_RECORDS FOR PROCESSING_:

━━━━━━━━━━

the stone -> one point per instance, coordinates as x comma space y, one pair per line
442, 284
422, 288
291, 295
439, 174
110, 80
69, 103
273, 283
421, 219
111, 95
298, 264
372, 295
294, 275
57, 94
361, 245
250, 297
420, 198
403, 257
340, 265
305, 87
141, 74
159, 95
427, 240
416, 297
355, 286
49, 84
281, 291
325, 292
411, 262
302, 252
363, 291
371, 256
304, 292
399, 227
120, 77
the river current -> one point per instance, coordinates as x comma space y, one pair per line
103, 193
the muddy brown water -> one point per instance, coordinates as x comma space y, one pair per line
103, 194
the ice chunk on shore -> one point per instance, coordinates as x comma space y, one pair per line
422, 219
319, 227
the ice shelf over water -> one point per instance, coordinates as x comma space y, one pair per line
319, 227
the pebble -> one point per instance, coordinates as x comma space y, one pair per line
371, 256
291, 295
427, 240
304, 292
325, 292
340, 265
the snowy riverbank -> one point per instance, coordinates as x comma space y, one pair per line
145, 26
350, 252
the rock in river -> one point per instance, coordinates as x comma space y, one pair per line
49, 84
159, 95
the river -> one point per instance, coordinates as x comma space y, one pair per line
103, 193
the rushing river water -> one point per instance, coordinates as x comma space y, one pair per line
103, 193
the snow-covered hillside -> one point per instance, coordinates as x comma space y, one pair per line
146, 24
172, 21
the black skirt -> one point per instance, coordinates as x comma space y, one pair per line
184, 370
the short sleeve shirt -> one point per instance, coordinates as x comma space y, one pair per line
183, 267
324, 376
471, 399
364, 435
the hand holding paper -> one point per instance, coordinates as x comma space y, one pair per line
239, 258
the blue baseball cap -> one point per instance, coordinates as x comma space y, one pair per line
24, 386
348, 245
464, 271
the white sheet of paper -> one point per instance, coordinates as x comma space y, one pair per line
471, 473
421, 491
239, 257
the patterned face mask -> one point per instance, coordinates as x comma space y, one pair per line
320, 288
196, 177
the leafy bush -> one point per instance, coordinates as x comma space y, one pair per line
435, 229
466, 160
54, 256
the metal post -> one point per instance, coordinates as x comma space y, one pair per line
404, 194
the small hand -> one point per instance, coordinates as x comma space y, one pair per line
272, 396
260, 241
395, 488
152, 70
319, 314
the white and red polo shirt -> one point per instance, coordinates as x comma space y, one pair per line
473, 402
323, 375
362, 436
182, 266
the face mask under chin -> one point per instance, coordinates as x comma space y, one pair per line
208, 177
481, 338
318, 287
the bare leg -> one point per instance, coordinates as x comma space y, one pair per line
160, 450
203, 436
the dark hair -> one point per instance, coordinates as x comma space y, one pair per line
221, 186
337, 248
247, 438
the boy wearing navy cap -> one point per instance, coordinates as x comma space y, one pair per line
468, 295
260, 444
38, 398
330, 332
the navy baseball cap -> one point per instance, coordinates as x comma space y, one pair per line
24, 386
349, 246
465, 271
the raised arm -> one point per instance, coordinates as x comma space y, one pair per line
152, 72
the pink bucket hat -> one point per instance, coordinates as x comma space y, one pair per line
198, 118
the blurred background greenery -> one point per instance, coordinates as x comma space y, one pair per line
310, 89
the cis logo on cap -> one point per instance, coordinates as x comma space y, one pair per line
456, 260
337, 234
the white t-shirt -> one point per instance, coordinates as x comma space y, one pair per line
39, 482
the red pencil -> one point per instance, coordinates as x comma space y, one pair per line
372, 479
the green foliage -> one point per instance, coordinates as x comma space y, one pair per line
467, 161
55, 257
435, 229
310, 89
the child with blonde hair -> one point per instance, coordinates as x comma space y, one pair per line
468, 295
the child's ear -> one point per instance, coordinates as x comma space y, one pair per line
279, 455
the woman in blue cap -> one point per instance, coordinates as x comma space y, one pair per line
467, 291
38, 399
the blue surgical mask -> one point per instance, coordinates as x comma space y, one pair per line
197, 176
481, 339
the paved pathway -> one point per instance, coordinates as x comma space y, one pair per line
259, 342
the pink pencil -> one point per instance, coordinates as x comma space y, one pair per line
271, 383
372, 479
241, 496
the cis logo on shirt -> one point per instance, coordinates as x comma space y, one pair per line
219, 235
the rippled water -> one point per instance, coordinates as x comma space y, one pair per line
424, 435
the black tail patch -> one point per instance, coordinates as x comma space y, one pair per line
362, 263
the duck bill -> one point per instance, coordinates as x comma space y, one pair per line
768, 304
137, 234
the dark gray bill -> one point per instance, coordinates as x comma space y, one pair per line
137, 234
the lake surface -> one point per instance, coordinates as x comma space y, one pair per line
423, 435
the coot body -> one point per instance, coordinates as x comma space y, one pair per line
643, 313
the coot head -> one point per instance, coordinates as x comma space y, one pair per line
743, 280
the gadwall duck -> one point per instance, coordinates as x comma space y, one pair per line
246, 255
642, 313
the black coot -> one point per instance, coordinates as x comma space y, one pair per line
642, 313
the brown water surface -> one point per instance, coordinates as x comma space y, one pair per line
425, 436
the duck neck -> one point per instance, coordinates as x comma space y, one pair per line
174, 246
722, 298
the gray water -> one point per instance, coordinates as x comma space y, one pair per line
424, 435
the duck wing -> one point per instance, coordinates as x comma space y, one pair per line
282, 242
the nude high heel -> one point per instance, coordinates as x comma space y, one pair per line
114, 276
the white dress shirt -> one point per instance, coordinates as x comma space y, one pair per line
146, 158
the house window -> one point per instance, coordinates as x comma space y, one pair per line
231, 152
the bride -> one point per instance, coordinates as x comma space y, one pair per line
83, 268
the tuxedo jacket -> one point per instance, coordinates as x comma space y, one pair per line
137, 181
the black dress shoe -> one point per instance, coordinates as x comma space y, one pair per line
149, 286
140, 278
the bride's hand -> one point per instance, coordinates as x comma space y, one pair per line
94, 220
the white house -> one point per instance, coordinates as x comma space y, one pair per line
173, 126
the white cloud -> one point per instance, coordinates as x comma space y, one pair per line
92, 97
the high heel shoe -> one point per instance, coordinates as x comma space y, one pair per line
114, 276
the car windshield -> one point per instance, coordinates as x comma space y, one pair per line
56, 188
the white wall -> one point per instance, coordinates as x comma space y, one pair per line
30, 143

━━━━━━━━━━

_REQUIRED WORK_: Copy every record exactly, with nothing added or dropped.

_ANSWER TO THIS TASK_:
the stone -> one point per instance, coordinates as x comma space y, one pair per line
442, 284
422, 288
291, 295
439, 174
110, 80
69, 103
273, 283
421, 219
111, 95
298, 264
372, 295
294, 275
57, 94
361, 245
250, 297
420, 198
403, 257
340, 265
305, 87
141, 74
159, 95
427, 240
416, 297
355, 286
49, 84
281, 291
325, 292
411, 262
302, 252
363, 291
371, 256
304, 292
399, 227
120, 77
the river current -> one point per instance, coordinates as x comma space y, one pair per line
103, 193
the muddy brown water -> one point per instance, coordinates as x comma space y, one pair per line
103, 194
the ice chunk on shore -> one point per instance, coordinates as x comma space y, one pair per line
422, 219
319, 227
the ice shelf over water -> one point per instance, coordinates as x comma space y, one pair per line
319, 227
the pebble -> one point per instance, coordinates as x comma space y, one pair per line
371, 256
291, 295
427, 240
304, 292
325, 292
340, 265
the snowy riverbank -> one point per instance, coordinates as x comma space y, one pair per line
145, 26
350, 252
the rock in river -> one point per instance, coordinates as x comma space y, one pair per line
49, 84
159, 95
the river -> one point per instance, coordinates as x comma space y, one pair per line
103, 193
the rushing river water -> one point per instance, coordinates as x comma space y, one pair per line
103, 193
the snow-covered hillside -> one point per instance, coordinates as x comma space y, one pair per line
146, 24
172, 21
the black skirt -> one point per instance, coordinates as x comma space y, one pair per line
184, 370
the short sleeve shirt -> one point per instance, coordinates as x comma space y, one pair per line
183, 267
324, 376
471, 399
364, 435
the hand holding paper -> one point per instance, coordinates as x comma space y, one pair per line
239, 258
the blue baseball cap -> one point per instance, coordinates as x comma space y, one pair per line
24, 386
348, 245
464, 271
the white sheet of paper -> one point per instance, coordinates as x comma space y, one pair per line
471, 473
421, 491
239, 257
the patterned face mask -> one point per instance, coordinates as x comma space y, one pair per line
320, 288
196, 177
the leafy bush -> one point per instance, coordinates as x comma space y, one pair per line
435, 229
466, 160
54, 256
the metal post -> one point per instance, coordinates as x comma space y, one pair per line
404, 194
the small hand -> one point per instance, coordinates as x comma space y, one pair per line
272, 396
260, 241
395, 488
152, 70
319, 314
the white and red polo shirt -> one point per instance, coordinates as x comma space y, one pair per line
473, 402
323, 375
362, 436
182, 266
the face mask under chin -> one point per instance, coordinates as x comma space y, one pair per line
208, 177
481, 338
318, 287
the bare leg -> one point per instance, coordinates as x comma space y, one pair per line
160, 450
203, 436
the dark hair -> one point per instance, coordinates as x comma space y, one pair per line
221, 186
337, 248
247, 438
the boy wearing navy cap -> one point per instance, coordinates as x comma space y, one pair per line
468, 295
260, 444
38, 398
330, 332
the navy baseball cap -> one point per instance, coordinates as x comma space y, one pair per line
24, 386
349, 246
465, 271
the raised arm -> one point per instance, coordinates as x comma space y, one pair per line
152, 72
the pink bucket hat -> one point per instance, coordinates as x comma space y, one pair per line
198, 118
the blurred background greenery -> one point per instance, coordinates as x comma space y, one pair per line
310, 89
the cis logo on cap -> one point per instance, coordinates as x comma space y, one pair per line
456, 260
337, 234
the white t-shirt -> one point per instance, coordinates as x comma space y, one pair per line
39, 482
the red pencil -> one point per instance, coordinates as x comma space y, one pair per line
372, 479
the green foliage -> one point per instance, coordinates as x comma space y, one pair per line
467, 161
55, 257
435, 229
310, 89
the child with blonde hair -> one point per instance, coordinates as x comma space y, one pair per line
468, 295
the child's ear -> one point per instance, coordinates as x comma space y, one pair per line
279, 455
the woman in blue cap -> one point per instance, coordinates as x comma space y, one pair per line
467, 291
38, 399
the blue surgical mask -> one point per instance, coordinates as x comma space y, one pair per line
197, 176
481, 339
the paved pathway -> one point per instance, coordinates as x comma space y, one pair per line
259, 342
the pink pencil -> one point per instance, coordinates as x comma space y, one pair per line
271, 383
372, 479
241, 496
the cis logo on shirt -> one point per instance, coordinates as x comma space y, one pair per line
219, 235
the rippled water -> one point per instance, coordinates as x comma space y, one pair per line
424, 435
the black tail patch -> one point per instance, coordinates as x comma space y, one pair per line
362, 263
the duck bill -> one point per instance, coordinates as x comma space y, one pair per line
768, 304
137, 234
the dark gray bill -> one point per instance, coordinates as x comma space y, one pair per line
137, 234
the lake surface -> one point per instance, coordinates as x comma space y, one pair per line
423, 435
the coot body -> one point per instance, coordinates as x comma space y, one pair per line
643, 313
the coot head -> one point per instance, coordinates as x comma space y, one pair per line
743, 280
the gadwall duck -> one point per instance, coordinates as x comma space y, one pair per line
246, 255
642, 313
the black coot -> one point per instance, coordinates as x comma space y, one pair per line
642, 313
the brown water surface -> one point per instance, coordinates as x comma space y, one pair per line
425, 436
the duck neck -> one point per instance, coordinates as x comma space y, one pair per line
174, 246
722, 298
the gray water -> one point per instance, coordinates as x comma space y, one pair per line
424, 435
the duck wing -> one point per instance, coordinates as x comma space y, one pair per line
282, 242
the nude high heel -> one point per instance, coordinates as x comma space y, one pair per line
114, 276
the white dress shirt -> one point per instance, coordinates as x comma space y, one pair per line
146, 158
the house window -> one point per instance, coordinates as x comma space y, one pair per line
231, 152
the bride -> one point per instance, coordinates as x comma space y, one pair per line
83, 268
the tuxedo jacket -> one point per instance, coordinates as x comma space y, one pair per line
137, 181
the black dress shoe -> one point per instance, coordinates as x comma space y, one pair per line
149, 286
140, 278
the bride's hand -> one point per instance, coordinates as x comma space y, one pair per line
94, 220
the white house -> one point per instance, coordinates as x comma space y, one pair per line
173, 126
the white cloud -> one point per instance, coordinates as x comma space y, one pair per line
92, 97
the high heel shoe -> one point per instance, coordinates as x comma space y, one pair per line
114, 276
the car windshield -> one point per instance, coordinates as x comma space y, one pair per line
56, 188
the white wall -> one point per instance, coordinates as x comma space y, one pair per line
30, 143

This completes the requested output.